→ TO BE DONE:
- a) Translate this sentence from the patent page on VoIP frame loss concealment into Spanish: "The present invention relates to a packet (frame) loss concealment (PLC) method and device for reducing quality degradation caused by packet loss, which could occur when transmitting speech data over a packet network."
- b) Extend the patent page on VoIP frame loss concealment, picking up right after its final sentence.

→ PASSAGE SHOWN:
--- START ---
Frame loss concealment method and device for VoIP system

Info

Publication number: 20050049853
Type: Application
Filed: Sep 1, 2004
Publication Date: Mar 3, 2005
Inventors: Mi-Suk Lee (Daejeon-city), Eung-Don Lee (Daejeon-city), Do-Young Kim (Daejeon-city), Hong-Kook Kim (Daejeon-city), Seung-Ho Choi (Daejeon-city)
Application Number: 10/932,397

Abstract

Disclosed is a packet (frame) loss concealment method and device for a VoIP system, for reducing speech quality degradation caused by packet loss generated when transmitting speech data through a packet network. When a packet loss occur, the speech signal of the lost frame are reconstruct by combing the forward and backward prediction from the good frame before and after the lost frame Thus, speech quality of a speech coder can be improved without any extra delay in packet loss condition.

Description

Description

CROSS REFERENCE TO RELATED APPLICATION

This application claims priority to and the benefit of Korea Patent Application No. 2003-97769 filed on Dec. 26, 2003 in the Korean Intellectual Property Office, the entire content of which is incorporated herein by reference.

BACKGROUND OF THE INVENTION

(a) Field of the Invention

The present invention relates to a packet (frame) loss concealment (PLC) method and device for reducing quality degradation caused by packet loss, which could occur when transmitting speech data over a packet network.
--- END ---
→ RECORDED INFORMATION:
--- START ---
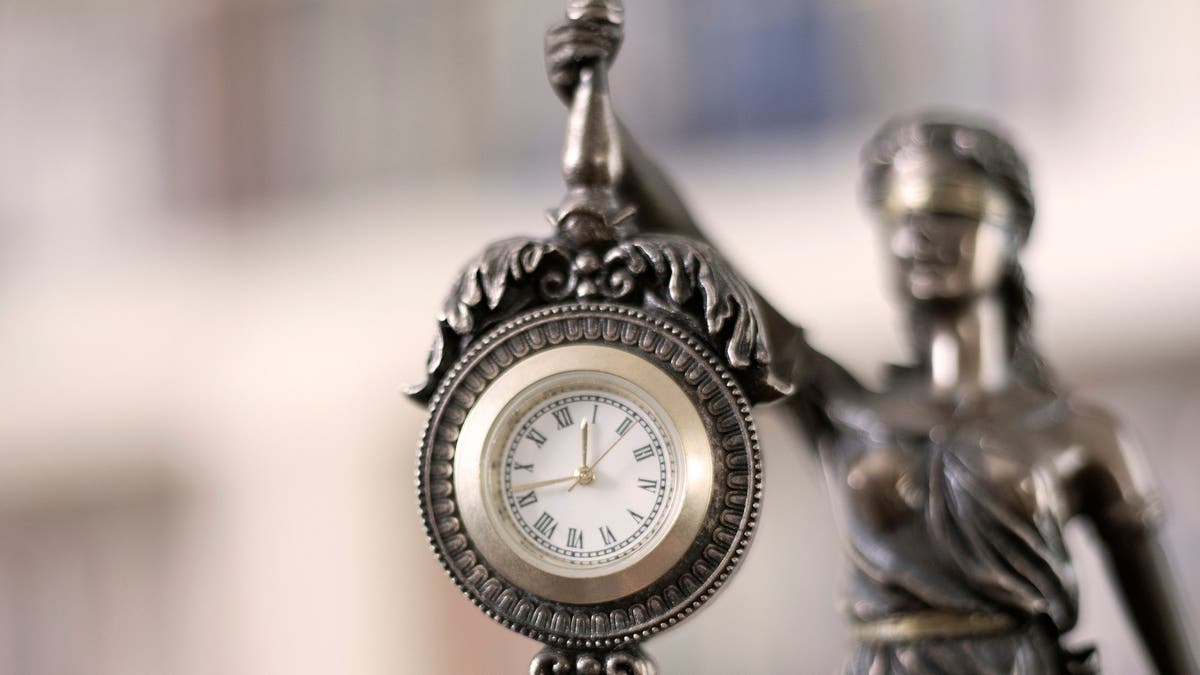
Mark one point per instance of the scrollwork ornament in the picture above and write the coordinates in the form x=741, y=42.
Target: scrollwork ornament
x=677, y=276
--- END ---
→ RESPONSES BY TASK:
- a) La presente invención se refiere a un método y un dispositivo de ocultación de pérdida de paquetes (tramas) (PLC) para reducir la degradación de la calidad causada por la pérdida de paquetes, que podría producirse al transmitir datos de voz a través de una red de paquetes.

- b)
(b) Description of the Related Art

Voice over IP (VoIP) applications such as IP telephony continues to gain popularity. In VoIP systems, one or several encoded speech data are grouped into a packet for the transmission through packet networks. FIG. 1 shows the speech data transmission in a packet network. The packet network for most VoIP systems operate based on RTP/UDP/IP, but they do not have any quality of service (QoS) control mechanism. Thus, packet (frame) losses could occur due to network congestion. A packet loss is also declared when the packet has not been arrived yet within the delay time of a playout buffer on the receiver side. When a packet loss rate exceeds a given threshold, received speech becomes unintelligible. To reduce the quality degradation caused by packet losses, there have several approaches been developed that are categorized by adaptive multimedia, QoS control in the Internet, forward error correction and packet loss concealment, and partial packet discard in ATM networks.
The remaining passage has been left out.